BEGIN

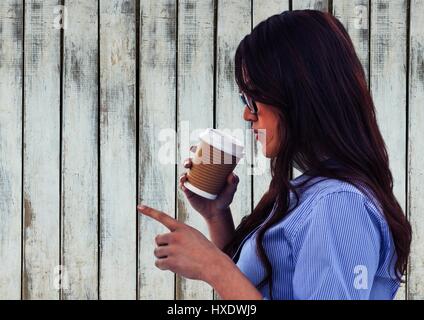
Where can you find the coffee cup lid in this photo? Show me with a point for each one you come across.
(223, 141)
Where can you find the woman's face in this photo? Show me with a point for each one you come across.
(265, 124)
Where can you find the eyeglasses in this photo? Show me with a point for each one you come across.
(249, 102)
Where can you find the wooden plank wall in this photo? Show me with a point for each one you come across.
(85, 109)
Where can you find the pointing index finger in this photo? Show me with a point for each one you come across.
(159, 216)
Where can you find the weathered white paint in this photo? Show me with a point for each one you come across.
(388, 85)
(118, 214)
(355, 15)
(415, 151)
(40, 112)
(235, 16)
(41, 151)
(10, 147)
(261, 181)
(157, 178)
(195, 109)
(79, 151)
(314, 5)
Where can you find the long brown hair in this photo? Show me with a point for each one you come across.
(304, 63)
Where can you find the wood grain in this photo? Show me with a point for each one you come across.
(118, 214)
(157, 179)
(41, 151)
(11, 28)
(79, 152)
(355, 15)
(262, 180)
(234, 16)
(415, 151)
(388, 86)
(195, 109)
(322, 5)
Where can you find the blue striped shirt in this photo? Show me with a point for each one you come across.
(335, 245)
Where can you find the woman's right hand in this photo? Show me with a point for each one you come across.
(210, 208)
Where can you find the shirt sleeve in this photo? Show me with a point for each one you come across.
(336, 250)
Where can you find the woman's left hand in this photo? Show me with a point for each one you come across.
(184, 250)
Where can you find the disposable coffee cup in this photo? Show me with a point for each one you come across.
(216, 156)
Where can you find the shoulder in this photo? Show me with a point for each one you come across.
(337, 204)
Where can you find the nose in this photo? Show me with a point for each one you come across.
(248, 116)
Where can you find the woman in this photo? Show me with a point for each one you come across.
(335, 232)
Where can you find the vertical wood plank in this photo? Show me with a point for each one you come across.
(355, 15)
(388, 85)
(195, 109)
(415, 151)
(118, 214)
(157, 180)
(41, 151)
(11, 28)
(79, 153)
(262, 180)
(322, 5)
(234, 16)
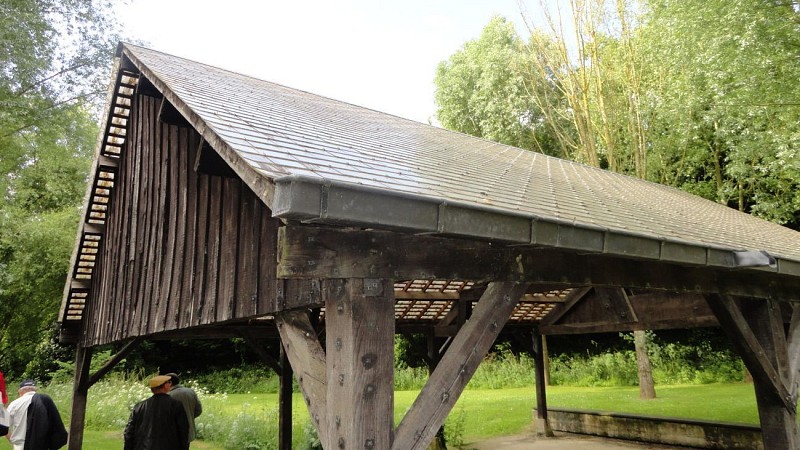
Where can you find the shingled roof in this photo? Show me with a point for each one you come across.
(316, 159)
(313, 158)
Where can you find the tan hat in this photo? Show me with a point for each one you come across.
(158, 380)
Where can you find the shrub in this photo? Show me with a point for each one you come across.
(241, 380)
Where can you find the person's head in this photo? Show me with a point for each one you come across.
(160, 384)
(27, 386)
(174, 378)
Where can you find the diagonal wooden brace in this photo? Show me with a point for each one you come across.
(307, 359)
(459, 363)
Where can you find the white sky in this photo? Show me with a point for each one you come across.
(378, 54)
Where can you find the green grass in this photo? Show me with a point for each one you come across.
(485, 413)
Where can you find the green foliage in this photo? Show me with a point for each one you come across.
(503, 369)
(253, 430)
(54, 57)
(605, 369)
(652, 88)
(481, 89)
(240, 380)
(724, 102)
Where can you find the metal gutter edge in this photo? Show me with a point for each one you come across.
(317, 200)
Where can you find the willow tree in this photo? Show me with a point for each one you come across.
(482, 90)
(54, 59)
(725, 102)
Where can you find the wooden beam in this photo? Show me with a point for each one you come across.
(317, 252)
(250, 340)
(80, 392)
(459, 363)
(543, 427)
(307, 359)
(285, 404)
(592, 313)
(793, 338)
(756, 330)
(113, 361)
(359, 336)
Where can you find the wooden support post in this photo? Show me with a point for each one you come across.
(83, 381)
(359, 328)
(80, 392)
(542, 423)
(434, 356)
(459, 363)
(285, 404)
(756, 328)
(308, 363)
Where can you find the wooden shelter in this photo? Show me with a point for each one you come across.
(223, 205)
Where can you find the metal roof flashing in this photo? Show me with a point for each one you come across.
(317, 200)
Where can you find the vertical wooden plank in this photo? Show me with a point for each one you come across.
(144, 188)
(155, 243)
(248, 263)
(542, 423)
(229, 252)
(359, 329)
(459, 363)
(267, 290)
(200, 248)
(213, 248)
(80, 392)
(191, 212)
(175, 224)
(285, 403)
(133, 176)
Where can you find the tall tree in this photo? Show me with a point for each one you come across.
(481, 89)
(724, 102)
(54, 59)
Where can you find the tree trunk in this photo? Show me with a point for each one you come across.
(647, 389)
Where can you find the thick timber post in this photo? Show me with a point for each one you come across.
(542, 423)
(285, 404)
(80, 393)
(756, 328)
(359, 328)
(459, 363)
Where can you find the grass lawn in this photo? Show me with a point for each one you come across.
(498, 412)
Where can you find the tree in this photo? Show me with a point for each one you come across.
(481, 89)
(53, 56)
(724, 103)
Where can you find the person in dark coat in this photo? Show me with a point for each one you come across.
(158, 423)
(188, 398)
(35, 421)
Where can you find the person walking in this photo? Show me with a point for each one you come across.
(35, 422)
(188, 398)
(159, 422)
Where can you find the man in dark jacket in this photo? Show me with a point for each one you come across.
(158, 423)
(35, 421)
(188, 398)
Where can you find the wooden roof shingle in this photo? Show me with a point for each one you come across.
(313, 158)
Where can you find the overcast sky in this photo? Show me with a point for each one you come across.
(378, 54)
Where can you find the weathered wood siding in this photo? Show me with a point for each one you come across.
(182, 249)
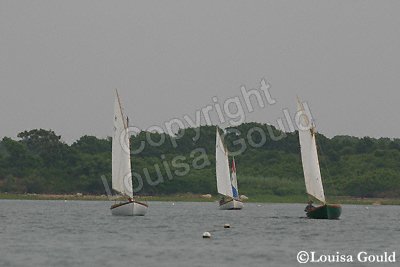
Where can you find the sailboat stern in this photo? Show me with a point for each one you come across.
(129, 208)
(231, 204)
(327, 211)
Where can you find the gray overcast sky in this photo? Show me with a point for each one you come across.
(61, 60)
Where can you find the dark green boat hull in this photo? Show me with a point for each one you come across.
(328, 211)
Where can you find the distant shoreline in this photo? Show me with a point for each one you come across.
(202, 198)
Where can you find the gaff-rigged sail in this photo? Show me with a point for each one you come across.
(224, 185)
(309, 156)
(121, 162)
(235, 189)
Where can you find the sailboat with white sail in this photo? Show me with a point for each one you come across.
(226, 183)
(312, 173)
(121, 166)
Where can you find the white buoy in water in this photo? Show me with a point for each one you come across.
(206, 235)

END

◆ Exercise aim ◆
Reproduce every record above exactly, but leave out the pictures.

◆ Reply to the task ◆
Where can you find the coffee cup lid in this photo? Show me with a point for each one you come across.
(223, 141)
Where can you find the woman's face in this photo? Show me with a point for each one you come across.
(265, 124)
Where can you find the eyeglasses in this photo? Show me with a point for each one you come across.
(249, 102)
Where can you find the wooden plank wall in this photo? Show me with a point for each one you come across.
(85, 109)
Where can you find the pointing index finger in this photo? Show me with a point for each one you come across.
(159, 216)
Where can you find the weathered white paint in this photo? Show me with a point for each one you come across.
(388, 85)
(118, 214)
(355, 15)
(415, 151)
(40, 112)
(235, 16)
(41, 151)
(10, 147)
(261, 181)
(157, 178)
(195, 109)
(79, 151)
(314, 5)
Where can you find the long brown hair in this photo? Show me with a point for each one you come across.
(304, 63)
Where can you find the wood grain in this photo? Show me with a point for each one you come across.
(118, 214)
(157, 179)
(41, 151)
(11, 28)
(79, 152)
(355, 15)
(262, 180)
(234, 16)
(415, 151)
(388, 86)
(195, 109)
(322, 5)
Where can you find the blue striped shirt in this photo? Show me with a point for each one you come across.
(335, 245)
Where can you find the woman's right hand in this photo? Show me with a point for each one you come across.
(210, 208)
Where can you find the shirt sleeve in this photo? Show me with a point for each one you come across.
(336, 250)
Where can you find the woman's left hand in this photo? Show me with a point for each one you come across.
(184, 250)
Where can you find the disposable coffee cup in this photo? Show me with a point for each one you come across.
(216, 156)
Where can you find the shoulder in this photo? Show me with a point for each one you come across.
(337, 204)
Where can you find the nose in this photo? Show me with a point for each one you come across.
(248, 116)
Where can you find the woman in this photo? Show me with a point for each one you come across.
(335, 232)
Where can you find the vertical wood plank in this photo? Show me with a point for each one you come across.
(355, 15)
(388, 85)
(195, 109)
(415, 151)
(118, 214)
(157, 180)
(41, 151)
(11, 28)
(79, 153)
(262, 180)
(322, 5)
(234, 16)
Where can you find the shingled roof in this photo? Show me with a point for each one you come across.
(316, 159)
(313, 158)
Where can you find the tan hat in this photo? Show me with a point for each one you come across.
(158, 380)
Where can you find the shrub in this photo? Show me with a point for each one you come across.
(241, 380)
Where can you find the person's head in this photo? Show me with a point for each one you come across.
(160, 384)
(27, 386)
(174, 378)
Where can you find the diagonal wooden brace in this photo? Show me with a point for each one you come across.
(307, 359)
(459, 363)
Where can you find the white sky in this photo? Show me with a point for each one you come across.
(378, 54)
Where can you find the green grass in this photo? Show me with a point for each one you come across.
(485, 413)
Where can you find the green foliage in this photo? Show me with a point for each one you come across.
(503, 369)
(253, 430)
(54, 57)
(605, 369)
(652, 88)
(481, 89)
(240, 380)
(724, 102)
Where can you find the metal gutter edge in this photo? Show me with a point for each one you come across.
(317, 200)
Where can you find the willow tree in this photo? Show me with a point for each one you come across.
(482, 90)
(54, 59)
(725, 102)
Where can you find the wooden beam in this photo? Show me with a point for each one you come across.
(317, 252)
(250, 340)
(80, 392)
(459, 363)
(543, 427)
(307, 359)
(285, 404)
(592, 313)
(793, 338)
(756, 330)
(113, 361)
(359, 336)
Where can you find the wooden support post in this photo? Show me with a point for each one you come across.
(83, 381)
(359, 328)
(80, 392)
(542, 423)
(434, 356)
(459, 363)
(285, 404)
(756, 328)
(308, 363)
Where can you find the wooden shelter in this photo? Show me with a point for each one you come across.
(223, 205)
Where can you find the metal roof flashing in this photo? Show me with a point for each one you come across.
(317, 200)
Where can you find the vertical wooden plank in this photo? Show me with a point for each one you come across.
(144, 188)
(155, 243)
(248, 263)
(542, 423)
(229, 252)
(359, 329)
(459, 363)
(267, 290)
(200, 248)
(213, 248)
(80, 392)
(191, 212)
(175, 224)
(285, 403)
(133, 176)
Where can you find the tall tree in this photo? Show me with a point for each one you come across.
(481, 89)
(724, 102)
(54, 59)
Where can you find the tree trunk in this photo? Show me with a point for each one you come across.
(647, 389)
Where can you find the thick timber post in this photo? Show me with a point for each one you come across.
(542, 423)
(285, 404)
(80, 393)
(756, 328)
(359, 328)
(459, 363)
Where can you find the grass lawn in this photo? Show me with a point for each one you come across.
(498, 412)
Where can you find the tree in this photo? Show me with a point for each one you come across.
(481, 89)
(53, 56)
(724, 103)
Where can you find the person in dark coat in this photo? Show me with a point for each one you come across.
(158, 423)
(188, 398)
(35, 421)
Where can you find the person walking in this photo? Show me with a point for each one you come across.
(35, 422)
(188, 398)
(159, 422)
Where can you find the man in dark jacket in this photo? Show me with a point for each one you come across.
(158, 423)
(35, 421)
(188, 398)
Where can you find the wooden roof shingle in this photo? Show me with a point for each one you come across.
(313, 158)
Where can you find the overcast sky in this photo? Show me with a point for each one you come across.
(378, 54)
Where can you find the weathered wood siding in this photo? Show me with a point for each one you come across.
(182, 249)
Where can you find the sailboat stern in this photo? Show me with a point for each one you come across.
(129, 208)
(231, 204)
(327, 211)
Where can you find the gray overcast sky in this photo? Show me with a point for each one you come across.
(61, 60)
Where can you find the dark green boat hull in this photo? Show me with a point for each one you come across.
(328, 211)
Where can you find the distant shoreline in this photo? Show me with a point for each one you come across.
(202, 198)
Where can you find the gaff-rigged sail in this photo? Show me with a point for each one you come across.
(224, 185)
(309, 156)
(121, 162)
(235, 189)
Where can you find the sailboat with white sail in this photo? Show me with a point for each one you come across.
(226, 183)
(312, 173)
(121, 166)
Where can you find the white buoy in water in this photo? Show me with a point for each one you come across.
(206, 235)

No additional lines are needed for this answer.